Find every line below with the word "single" in it, and copy each one.

(Stored data entries)
——

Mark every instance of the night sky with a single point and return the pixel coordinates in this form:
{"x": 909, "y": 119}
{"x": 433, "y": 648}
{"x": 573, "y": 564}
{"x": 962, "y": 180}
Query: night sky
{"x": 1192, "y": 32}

——

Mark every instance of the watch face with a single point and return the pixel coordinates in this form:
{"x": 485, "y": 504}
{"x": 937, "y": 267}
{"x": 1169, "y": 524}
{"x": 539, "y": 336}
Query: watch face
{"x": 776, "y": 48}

——

> [Task response]
Mark every instance of the night sky with a single point and return the pixel coordinates in this form:
Mark every instance of the watch face with a single point and return the pixel coordinates in this form:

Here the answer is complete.